What is being asked: Reproduce, word for word, the lines in the material below starting with the one that has "Target: dirt path" and going on through the one that has "Target: window". Leave out all pictures.
━━━━━━━━━━━━━━━━━━━━
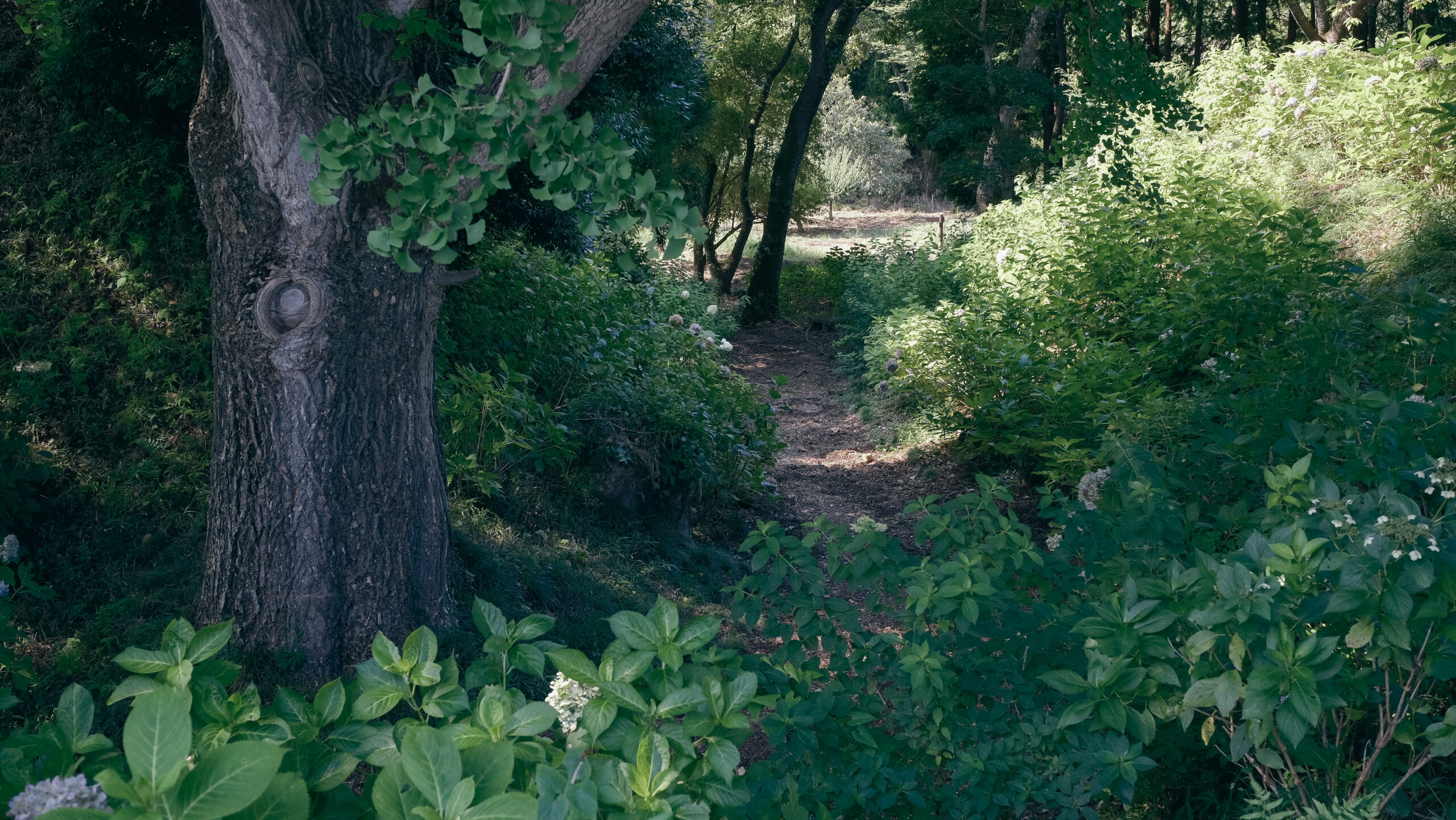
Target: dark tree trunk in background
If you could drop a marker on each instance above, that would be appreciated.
(998, 181)
(1168, 30)
(1241, 19)
(1153, 24)
(750, 147)
(1197, 34)
(830, 25)
(328, 515)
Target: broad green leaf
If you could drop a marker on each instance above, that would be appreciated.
(432, 762)
(228, 780)
(328, 704)
(532, 718)
(143, 662)
(207, 641)
(158, 735)
(491, 765)
(331, 772)
(488, 618)
(513, 806)
(635, 630)
(286, 798)
(375, 702)
(75, 714)
(698, 632)
(574, 665)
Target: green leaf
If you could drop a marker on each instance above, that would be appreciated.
(329, 701)
(388, 796)
(332, 772)
(682, 701)
(228, 780)
(375, 702)
(1269, 758)
(635, 630)
(513, 806)
(491, 765)
(286, 798)
(664, 616)
(158, 735)
(432, 762)
(488, 618)
(75, 714)
(209, 641)
(1065, 681)
(698, 632)
(143, 662)
(574, 665)
(723, 756)
(531, 720)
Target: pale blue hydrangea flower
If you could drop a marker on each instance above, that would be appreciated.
(57, 793)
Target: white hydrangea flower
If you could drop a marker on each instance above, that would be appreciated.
(570, 699)
(1090, 488)
(57, 793)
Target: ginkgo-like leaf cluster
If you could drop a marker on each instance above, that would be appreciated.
(448, 149)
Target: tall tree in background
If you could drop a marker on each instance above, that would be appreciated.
(328, 513)
(830, 24)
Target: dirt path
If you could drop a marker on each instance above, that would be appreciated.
(830, 466)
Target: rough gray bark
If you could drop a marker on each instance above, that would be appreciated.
(998, 184)
(1338, 24)
(830, 25)
(328, 515)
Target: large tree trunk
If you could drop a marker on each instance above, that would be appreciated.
(1153, 24)
(730, 270)
(998, 181)
(328, 516)
(1241, 19)
(830, 25)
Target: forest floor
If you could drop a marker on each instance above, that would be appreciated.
(830, 465)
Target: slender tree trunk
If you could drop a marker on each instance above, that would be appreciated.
(998, 181)
(1168, 30)
(724, 276)
(830, 25)
(328, 516)
(1197, 34)
(1153, 25)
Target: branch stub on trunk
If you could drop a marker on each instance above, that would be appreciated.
(287, 304)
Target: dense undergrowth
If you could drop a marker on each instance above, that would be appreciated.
(105, 395)
(1147, 346)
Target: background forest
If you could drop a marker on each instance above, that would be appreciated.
(1186, 336)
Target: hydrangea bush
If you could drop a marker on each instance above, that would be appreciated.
(650, 730)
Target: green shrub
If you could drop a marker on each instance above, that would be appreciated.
(544, 362)
(651, 730)
(1306, 644)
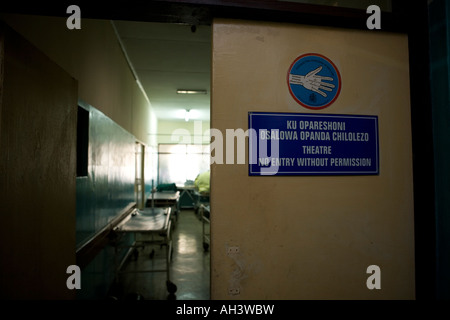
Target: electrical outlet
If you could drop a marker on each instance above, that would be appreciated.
(233, 250)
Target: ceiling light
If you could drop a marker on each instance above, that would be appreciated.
(183, 91)
(187, 115)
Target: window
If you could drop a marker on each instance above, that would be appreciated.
(181, 163)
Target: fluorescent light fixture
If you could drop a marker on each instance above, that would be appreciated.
(187, 115)
(183, 91)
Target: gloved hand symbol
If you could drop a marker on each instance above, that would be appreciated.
(313, 82)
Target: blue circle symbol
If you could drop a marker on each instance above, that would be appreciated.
(314, 81)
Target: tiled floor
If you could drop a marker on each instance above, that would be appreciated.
(189, 270)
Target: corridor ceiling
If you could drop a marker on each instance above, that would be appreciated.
(167, 57)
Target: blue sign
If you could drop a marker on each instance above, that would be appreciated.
(314, 81)
(311, 144)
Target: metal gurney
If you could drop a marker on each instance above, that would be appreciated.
(150, 226)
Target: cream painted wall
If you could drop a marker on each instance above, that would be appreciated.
(193, 131)
(93, 56)
(37, 172)
(312, 237)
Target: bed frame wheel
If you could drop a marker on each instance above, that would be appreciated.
(171, 287)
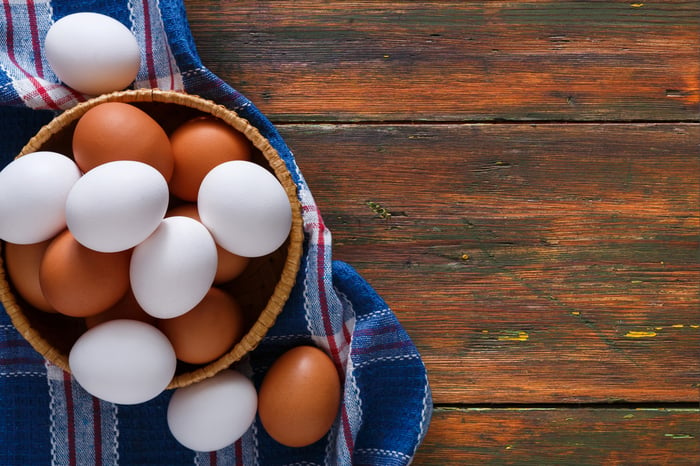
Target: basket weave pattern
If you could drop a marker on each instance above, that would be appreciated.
(263, 288)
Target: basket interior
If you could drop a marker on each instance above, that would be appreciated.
(260, 289)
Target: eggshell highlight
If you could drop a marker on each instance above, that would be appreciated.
(173, 269)
(214, 413)
(228, 265)
(33, 192)
(299, 397)
(245, 207)
(116, 205)
(123, 361)
(92, 53)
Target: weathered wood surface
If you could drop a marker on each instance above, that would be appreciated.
(459, 60)
(521, 182)
(529, 263)
(552, 436)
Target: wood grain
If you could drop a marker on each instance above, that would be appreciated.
(550, 436)
(456, 60)
(520, 181)
(529, 263)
━━━━━━━━━━━━━━━━━━━━
Response to this task:
Target: dirt path
If you could drop a marker on each instance above, that would be appreciated.
(830, 466)
Target: rough gray bark
If you could drop a marker on each instance above, that would be appreciated.
(998, 184)
(1338, 24)
(830, 25)
(328, 515)
Target: large tree trunk
If you could drop a marker on each instance above, that would be appreciated.
(1153, 24)
(730, 270)
(998, 181)
(328, 516)
(1241, 19)
(830, 25)
Target: forest floor
If you could drop a marker on each instance above, that would be appreciated.
(830, 465)
Target: slender tree trunk
If you could drop a marker on each instance above, that would be appreciated.
(998, 181)
(1168, 30)
(724, 276)
(830, 25)
(328, 516)
(1197, 34)
(1153, 25)
Target: branch stub on trunk
If you could drop a marker on each instance above, that would be appreciated.
(287, 304)
Target: dense undergrowth
If you could drop a marker on each instance above, that would be appreciated.
(105, 395)
(1147, 346)
Target: background forest
If you could drop a marker on each instance above, that would be appreciated.
(1186, 336)
Target: hydrangea bush
If you could drop a marker on each instance above, that would be appreciated.
(650, 730)
Target: green shrub
If you could drop a marker on each instance above, that would be appreciated.
(544, 362)
(651, 730)
(1306, 644)
Target: electrical outlet
If you could drop a marker on each instance above, that would be appreciated.
(233, 250)
Target: ceiling light
If you could drop a marker on each instance above, that would be appreciated.
(183, 91)
(187, 115)
Target: window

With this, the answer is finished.